Text to read
'RE: R: using non standard character with zerces'

[prev in list] [next in list] [prev in thread] [next in thread] 

List:       xerces-c-dev
Subject:    RE: R: using non standard character with zerces
From:       "Jesse Pelton" <jsp () PKC ! com>
Date:       2005-09-16 17:04:51
Message-ID: 16E2027582CDB74180896CDB4B8CC1F9F15638 () PKCVT01 ! pkc ! com
[Download RAW message or body]

Darn.  Alberto beat me to the punch, with a typically lucid explanation.

I would just add that if you want to include the euro symbol, it's U+20AC in Unicode, \
not U+00A5 (which as Alberto pointed out is the yen symbol).  If you're using MSVC, \
you can include it in a text string as follows:

  XMLCh * pszText = L"Price: \x20AC" L"4000";

There are (I think) two interesting things going on here.  Most important, you can \
get away with this because MSVC supports "wide character" strings (designated with \
the L prefix).  These are UTF-16, and therefore interchangeable with XMLCh.  On other \
platforms, you may have to resort to nastier techniques.

Second, you have to split the string in this example into two chunks (which the \
compiler will then concatenate into one) in order to avoid the string "\x20AC4000", \
which looks to the compiler like you're trying to stuff a huge 4-byte value into a \
two-byte wide character.  Splitting the string allows the compiler to determine that \
you really only intend "\x20AC" to go into a single wide character before it \
concatenates the fragments.

Raw records
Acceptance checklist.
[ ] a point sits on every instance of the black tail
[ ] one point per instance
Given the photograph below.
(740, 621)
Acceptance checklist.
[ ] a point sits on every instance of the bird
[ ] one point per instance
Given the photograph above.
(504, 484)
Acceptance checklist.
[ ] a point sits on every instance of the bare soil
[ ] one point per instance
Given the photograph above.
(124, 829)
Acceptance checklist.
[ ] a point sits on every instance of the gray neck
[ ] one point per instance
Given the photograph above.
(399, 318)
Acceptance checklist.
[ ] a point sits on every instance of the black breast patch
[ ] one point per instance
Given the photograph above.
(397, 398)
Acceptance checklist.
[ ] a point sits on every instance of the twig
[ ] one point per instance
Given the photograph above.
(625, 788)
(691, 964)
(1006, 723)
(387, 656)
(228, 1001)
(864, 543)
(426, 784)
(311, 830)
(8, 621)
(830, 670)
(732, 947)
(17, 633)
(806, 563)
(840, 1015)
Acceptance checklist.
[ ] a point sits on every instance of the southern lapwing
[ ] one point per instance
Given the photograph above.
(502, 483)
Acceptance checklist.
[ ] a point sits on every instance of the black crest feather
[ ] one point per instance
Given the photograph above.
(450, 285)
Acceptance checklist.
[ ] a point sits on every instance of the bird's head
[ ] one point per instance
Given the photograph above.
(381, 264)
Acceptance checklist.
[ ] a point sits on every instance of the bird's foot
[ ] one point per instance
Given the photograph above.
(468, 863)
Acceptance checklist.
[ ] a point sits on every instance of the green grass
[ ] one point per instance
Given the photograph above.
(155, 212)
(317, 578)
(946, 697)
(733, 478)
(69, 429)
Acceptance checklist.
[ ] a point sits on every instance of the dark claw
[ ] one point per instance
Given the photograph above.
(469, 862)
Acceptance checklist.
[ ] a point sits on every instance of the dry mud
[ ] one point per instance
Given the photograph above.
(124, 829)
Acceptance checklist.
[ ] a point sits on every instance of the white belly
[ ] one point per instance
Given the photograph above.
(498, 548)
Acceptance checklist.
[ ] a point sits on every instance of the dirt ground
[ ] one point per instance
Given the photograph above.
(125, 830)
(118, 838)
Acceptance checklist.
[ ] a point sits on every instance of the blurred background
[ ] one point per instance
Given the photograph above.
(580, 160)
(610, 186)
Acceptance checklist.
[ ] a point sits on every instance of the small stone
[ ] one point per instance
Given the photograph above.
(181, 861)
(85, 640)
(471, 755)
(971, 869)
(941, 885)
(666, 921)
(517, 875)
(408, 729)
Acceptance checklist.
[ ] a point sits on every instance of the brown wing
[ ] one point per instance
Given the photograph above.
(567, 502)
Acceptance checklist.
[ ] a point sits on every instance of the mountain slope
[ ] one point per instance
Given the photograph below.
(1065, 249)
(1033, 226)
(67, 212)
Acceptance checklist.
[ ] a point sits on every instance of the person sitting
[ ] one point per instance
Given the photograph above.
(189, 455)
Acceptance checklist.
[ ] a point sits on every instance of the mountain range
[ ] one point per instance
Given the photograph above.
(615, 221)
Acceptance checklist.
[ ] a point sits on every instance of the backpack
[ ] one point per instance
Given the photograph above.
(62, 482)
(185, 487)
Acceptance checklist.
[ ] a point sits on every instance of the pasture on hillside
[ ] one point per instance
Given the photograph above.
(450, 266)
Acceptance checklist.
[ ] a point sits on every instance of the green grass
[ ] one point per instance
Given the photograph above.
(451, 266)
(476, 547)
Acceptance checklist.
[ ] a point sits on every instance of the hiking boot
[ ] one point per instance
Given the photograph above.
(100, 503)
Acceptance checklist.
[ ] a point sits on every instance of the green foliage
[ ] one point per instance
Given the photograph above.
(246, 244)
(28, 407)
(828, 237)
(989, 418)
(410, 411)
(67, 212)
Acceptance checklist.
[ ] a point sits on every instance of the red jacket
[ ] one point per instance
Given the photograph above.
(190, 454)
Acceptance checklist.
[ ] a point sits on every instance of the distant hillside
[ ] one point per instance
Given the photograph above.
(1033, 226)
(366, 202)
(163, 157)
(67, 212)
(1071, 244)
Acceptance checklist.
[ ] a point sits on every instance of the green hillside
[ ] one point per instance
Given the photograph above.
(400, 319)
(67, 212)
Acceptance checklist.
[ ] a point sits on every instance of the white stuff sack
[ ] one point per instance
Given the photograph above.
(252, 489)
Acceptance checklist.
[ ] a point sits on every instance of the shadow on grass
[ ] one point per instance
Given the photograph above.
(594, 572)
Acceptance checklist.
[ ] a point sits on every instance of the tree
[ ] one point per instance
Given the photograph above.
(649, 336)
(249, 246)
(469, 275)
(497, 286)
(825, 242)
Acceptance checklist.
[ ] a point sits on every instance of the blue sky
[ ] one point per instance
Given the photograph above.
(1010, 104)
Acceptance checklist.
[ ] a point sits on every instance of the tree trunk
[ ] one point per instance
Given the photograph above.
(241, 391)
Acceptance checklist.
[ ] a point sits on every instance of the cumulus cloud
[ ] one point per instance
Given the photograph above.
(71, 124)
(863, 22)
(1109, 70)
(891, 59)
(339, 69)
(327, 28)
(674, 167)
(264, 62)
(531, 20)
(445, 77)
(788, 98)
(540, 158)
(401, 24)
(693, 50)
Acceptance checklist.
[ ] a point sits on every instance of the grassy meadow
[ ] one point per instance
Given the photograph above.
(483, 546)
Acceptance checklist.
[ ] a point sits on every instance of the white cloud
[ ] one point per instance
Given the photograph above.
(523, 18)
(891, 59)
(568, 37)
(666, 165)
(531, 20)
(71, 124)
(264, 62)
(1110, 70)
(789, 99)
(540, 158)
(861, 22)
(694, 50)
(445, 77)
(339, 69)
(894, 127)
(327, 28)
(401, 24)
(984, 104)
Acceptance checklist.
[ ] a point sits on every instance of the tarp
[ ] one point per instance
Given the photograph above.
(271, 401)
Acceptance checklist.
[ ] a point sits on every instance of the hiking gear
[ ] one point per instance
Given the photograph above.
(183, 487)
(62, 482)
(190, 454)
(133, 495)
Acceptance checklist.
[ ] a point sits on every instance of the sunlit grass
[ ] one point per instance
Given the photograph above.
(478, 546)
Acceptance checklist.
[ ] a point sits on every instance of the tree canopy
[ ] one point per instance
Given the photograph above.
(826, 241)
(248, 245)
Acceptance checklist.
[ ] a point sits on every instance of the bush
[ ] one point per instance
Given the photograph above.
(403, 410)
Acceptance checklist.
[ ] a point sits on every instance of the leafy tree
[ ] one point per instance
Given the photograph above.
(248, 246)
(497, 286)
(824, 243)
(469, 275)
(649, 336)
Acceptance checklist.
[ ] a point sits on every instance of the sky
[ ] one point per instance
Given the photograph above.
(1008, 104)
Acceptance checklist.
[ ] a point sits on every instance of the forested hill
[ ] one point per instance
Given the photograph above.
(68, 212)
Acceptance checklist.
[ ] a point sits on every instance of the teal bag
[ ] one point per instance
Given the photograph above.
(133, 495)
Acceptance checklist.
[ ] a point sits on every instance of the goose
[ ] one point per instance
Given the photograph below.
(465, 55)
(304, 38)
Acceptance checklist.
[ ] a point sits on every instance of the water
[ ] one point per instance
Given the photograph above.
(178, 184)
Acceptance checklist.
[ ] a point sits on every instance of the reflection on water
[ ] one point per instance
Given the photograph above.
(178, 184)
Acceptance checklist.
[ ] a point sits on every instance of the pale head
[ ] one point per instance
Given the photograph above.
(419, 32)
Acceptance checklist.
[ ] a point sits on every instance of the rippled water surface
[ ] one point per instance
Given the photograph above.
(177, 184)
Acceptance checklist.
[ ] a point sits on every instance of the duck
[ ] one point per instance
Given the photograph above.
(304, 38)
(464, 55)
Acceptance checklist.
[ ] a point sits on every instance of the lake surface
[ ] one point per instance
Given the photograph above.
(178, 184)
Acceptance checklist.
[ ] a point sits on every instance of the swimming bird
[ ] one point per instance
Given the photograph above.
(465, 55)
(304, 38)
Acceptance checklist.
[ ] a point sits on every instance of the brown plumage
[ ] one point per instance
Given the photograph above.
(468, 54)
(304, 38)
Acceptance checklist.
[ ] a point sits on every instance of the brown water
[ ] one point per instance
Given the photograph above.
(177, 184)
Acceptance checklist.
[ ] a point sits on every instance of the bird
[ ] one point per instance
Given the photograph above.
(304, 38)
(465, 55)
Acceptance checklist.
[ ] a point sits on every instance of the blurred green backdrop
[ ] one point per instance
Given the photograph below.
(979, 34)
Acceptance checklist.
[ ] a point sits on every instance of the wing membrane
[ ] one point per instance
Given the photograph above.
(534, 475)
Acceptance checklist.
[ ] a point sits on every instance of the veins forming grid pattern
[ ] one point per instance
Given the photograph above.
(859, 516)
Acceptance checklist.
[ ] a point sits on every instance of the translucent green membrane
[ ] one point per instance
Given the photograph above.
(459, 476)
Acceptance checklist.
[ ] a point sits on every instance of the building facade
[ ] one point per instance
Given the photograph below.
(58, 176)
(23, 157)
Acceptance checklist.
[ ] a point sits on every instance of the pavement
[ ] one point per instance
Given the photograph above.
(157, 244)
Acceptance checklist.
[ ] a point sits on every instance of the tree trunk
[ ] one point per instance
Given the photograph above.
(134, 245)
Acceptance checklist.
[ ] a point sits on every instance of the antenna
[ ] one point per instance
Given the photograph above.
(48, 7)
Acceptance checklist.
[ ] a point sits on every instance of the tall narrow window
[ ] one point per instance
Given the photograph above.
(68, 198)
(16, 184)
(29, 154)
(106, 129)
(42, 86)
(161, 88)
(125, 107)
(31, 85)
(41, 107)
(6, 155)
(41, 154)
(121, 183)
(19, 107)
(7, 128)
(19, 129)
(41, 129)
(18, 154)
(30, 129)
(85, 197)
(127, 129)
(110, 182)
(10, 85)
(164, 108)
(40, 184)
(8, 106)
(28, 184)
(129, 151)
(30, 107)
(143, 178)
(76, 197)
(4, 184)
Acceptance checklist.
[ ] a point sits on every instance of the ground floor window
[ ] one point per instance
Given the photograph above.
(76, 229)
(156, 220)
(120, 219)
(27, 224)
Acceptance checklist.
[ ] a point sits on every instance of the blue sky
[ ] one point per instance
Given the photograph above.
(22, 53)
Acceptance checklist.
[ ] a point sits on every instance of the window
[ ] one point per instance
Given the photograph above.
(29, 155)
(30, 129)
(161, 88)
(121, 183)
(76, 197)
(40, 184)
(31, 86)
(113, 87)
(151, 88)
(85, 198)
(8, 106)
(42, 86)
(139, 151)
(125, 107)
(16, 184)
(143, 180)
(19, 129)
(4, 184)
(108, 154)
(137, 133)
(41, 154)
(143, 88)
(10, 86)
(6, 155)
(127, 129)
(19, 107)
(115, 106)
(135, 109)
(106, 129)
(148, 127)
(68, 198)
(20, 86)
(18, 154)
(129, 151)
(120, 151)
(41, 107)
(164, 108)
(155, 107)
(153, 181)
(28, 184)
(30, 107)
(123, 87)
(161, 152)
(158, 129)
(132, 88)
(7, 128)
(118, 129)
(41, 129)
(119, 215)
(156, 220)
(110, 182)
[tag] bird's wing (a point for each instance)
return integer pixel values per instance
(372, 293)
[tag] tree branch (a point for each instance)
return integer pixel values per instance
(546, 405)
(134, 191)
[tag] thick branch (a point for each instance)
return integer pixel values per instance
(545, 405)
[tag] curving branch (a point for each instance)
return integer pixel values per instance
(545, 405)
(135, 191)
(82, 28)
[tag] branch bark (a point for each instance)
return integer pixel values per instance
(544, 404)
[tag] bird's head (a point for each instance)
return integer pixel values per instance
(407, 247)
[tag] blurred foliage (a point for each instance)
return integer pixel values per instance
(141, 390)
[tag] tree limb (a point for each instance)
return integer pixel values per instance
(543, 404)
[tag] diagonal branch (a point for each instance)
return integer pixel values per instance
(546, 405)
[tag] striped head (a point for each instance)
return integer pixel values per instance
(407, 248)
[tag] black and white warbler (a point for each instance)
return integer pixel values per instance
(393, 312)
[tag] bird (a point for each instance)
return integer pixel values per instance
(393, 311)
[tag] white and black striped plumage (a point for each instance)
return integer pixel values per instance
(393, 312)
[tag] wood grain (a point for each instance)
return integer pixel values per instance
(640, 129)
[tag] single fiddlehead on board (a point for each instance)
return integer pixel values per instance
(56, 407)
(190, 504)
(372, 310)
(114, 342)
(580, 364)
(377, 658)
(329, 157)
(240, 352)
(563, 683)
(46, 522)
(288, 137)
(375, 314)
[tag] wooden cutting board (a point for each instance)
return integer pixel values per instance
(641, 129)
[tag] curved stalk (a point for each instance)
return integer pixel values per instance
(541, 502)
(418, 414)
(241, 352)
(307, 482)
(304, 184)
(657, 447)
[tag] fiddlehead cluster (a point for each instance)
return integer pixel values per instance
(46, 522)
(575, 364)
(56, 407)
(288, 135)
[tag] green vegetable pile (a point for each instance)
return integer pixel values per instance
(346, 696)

Problems
(1) In the mailing-list post about the euro symbol, rewrite the stretch from "I would just" through "to nastier techniques.", replacing "MSVC" with "Visual C++" each time it appears.
(2) Name every field label in the header of the mailing-list post about the euro symbol, from the one before "xerces-c-dev" through the one before the ID string.
(3) Go on with the mailing-list post about the euro symbol, picking up right after its final sentence.
The records are separate material, unrelated to the mailing-list post.

The responses
(1)
I would just add that if you want to include the euro symbol, it's U+20AC in Unicode, \
not U+00A5 (which as Alberto pointed out is the yen symbol).  If you're using Visual C++, \
you can include it in a text string as follows:

  XMLCh * pszText = L"Price: \x20AC" L"4000";

There are (I think) two interesting things going on here.  Most important, you can \
get away with this because Visual C++ supports "wide character" strings (designated with \
the L prefix).  These are UTF-16, and therefore interchangeable with XMLCh.  On other \
platforms, you may have to resort to nastier techniques.

(2) List, Subject, From, Date, Message-ID

(3)
> -----Original Message-----
> From: AESYS S.p.A. [Enzo Arlati] [mailto:enzo.arlati@aesys.it] 
> Sent: Friday, September 16, 2005 12:06 PM
> To: c-dev@xerces.apache.org
> Subject: R: R: using non standard character with zerces
> 
> But when can I include special character inside a node.
> I want to use the format &#xXX . but the '&' where processed 
> and translate
> in &amp; so the character &#xA5; whill be converted to 
> &amp;#xA5 instead of
> the desired current character entitity.
> thank for you help.
> 
> 
> -----Messaggio originale-----
> Da: Alberto Massari [mailto:amassari@datadirect.com]
> Inviato: giovedė 15 settembre 2005 12.10
> A: c-dev@xerces.apache.org
> Oggetto: Re: R: using non standard character with zerces
> 
> 
> Hi Enzo,
> 
> At 11.39 15/09/2005 +0200, AESYS S.p.A. [Enzo Arlati] wrote:
> 
> > I have a  source like this, which I read and parse :
> > 
> > <?xml version="1.0"  standalone="no" ?>
> > <Messaggio>
> > ...........
> > <Test1> start  &lt; &gt;  &amp; &#x28;  &#xA5; &#x29;  end  </Test1>
> > </Messaggio>
> > 
> > [...]
> > while if I use the function dom_wr->writeToString ( see 
> belowe ) I get an
> > empty string
> > 
> > chXml     = dom_wr->writeToString( *pDoc );
> > delete dom_wr;
> > delete errHandlerDomWriter;
> > 
> > sXml = XMLString::transcode( chXml );
> > sres = string( sXml );
> > XMLString::release( &sXml );
> > 
> > sres is EMPTY
> 
> The result of writeToString is a Unicode string;
> XMLString::transcode tries to convert that
> Unicode string into the local code page of your
> Linux box. I guess your current local code page
> is unable to represent the Unicode character 0xA5
> (the yen symbol). If you really want to display
> that Unicode string on your terminal, you should
> change your code page to be latin-1 or its equivalents (e.g. 
> ISO-8859-1)
> 
> Alberto
> 
> 
> > Do you known any idea about that ?
> > I'm using xerces 2.4 on redhat 7.3
> > 
> > 
> > 
> > 
> > 
> > DOCUMENT:
> > 
> > -----Messaggio originale-----
> > Da: AESYS S.p.A. [Enzo Arlati] [mailto:enzo.arlati@aesys.it]
> > Inviato: mercoledė 14 settembre 2005 14.24
> > A: c-dev@xerces.apache.org
> > Oggetto: using non standard character with zerces
> > 
> > 
> > 
> > I' m using a code like the one show belowe to build a DOM document.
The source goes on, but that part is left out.